Action item: What is needed is the run of lines from the one with "report each as" through the close of the data, set down exactly.

[Natural language region descriptions]
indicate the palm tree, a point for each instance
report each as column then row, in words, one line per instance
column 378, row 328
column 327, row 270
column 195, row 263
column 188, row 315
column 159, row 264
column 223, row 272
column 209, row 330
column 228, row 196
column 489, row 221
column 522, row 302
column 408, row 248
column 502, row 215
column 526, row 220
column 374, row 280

Exercise solution:
report each as column then row, in words, one line per instance
column 378, row 328
column 327, row 270
column 195, row 263
column 188, row 315
column 159, row 264
column 223, row 272
column 209, row 330
column 228, row 196
column 489, row 221
column 522, row 302
column 408, row 248
column 502, row 215
column 526, row 220
column 374, row 280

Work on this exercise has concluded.